▸ Problem requirements: Rewrite the rows from the line that contains "sliced onion ring, written as integer pixel values." through the end of the rows, both ends included, changing "point localization" to "keypoint detection" and leaving everything else as it is.

[Coordinate labeling data]
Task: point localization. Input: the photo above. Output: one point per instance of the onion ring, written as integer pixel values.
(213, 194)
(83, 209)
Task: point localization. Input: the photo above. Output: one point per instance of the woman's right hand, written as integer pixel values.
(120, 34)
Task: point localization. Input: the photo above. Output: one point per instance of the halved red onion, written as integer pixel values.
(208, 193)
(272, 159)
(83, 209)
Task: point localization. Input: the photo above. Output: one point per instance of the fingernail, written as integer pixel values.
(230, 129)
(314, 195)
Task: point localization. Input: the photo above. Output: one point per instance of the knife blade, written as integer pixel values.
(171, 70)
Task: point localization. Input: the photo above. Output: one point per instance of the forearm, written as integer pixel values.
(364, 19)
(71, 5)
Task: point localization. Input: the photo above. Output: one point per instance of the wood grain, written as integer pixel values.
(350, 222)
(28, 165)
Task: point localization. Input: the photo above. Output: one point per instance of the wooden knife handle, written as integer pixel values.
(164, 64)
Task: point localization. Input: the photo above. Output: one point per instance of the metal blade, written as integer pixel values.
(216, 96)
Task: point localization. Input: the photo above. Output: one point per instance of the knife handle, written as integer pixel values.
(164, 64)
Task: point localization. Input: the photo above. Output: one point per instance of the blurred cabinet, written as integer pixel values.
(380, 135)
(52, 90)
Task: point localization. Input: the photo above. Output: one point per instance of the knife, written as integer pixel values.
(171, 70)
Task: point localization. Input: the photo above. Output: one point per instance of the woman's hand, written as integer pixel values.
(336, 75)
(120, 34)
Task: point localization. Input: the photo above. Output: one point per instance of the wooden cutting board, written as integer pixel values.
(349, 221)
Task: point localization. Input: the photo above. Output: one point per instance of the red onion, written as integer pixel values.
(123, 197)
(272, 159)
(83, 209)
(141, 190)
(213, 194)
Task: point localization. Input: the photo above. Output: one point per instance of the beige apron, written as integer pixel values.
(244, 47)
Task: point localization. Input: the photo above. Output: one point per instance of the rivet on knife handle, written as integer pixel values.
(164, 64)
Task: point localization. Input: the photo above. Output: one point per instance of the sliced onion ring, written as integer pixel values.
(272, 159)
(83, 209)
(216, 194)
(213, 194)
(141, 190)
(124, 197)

▸ Written answer:
Task: keypoint detection. Input: the photo above. Output: one point per instance of the sliced onion ring, written as integer pixel values.
(272, 159)
(83, 209)
(216, 194)
(213, 194)
(141, 190)
(124, 197)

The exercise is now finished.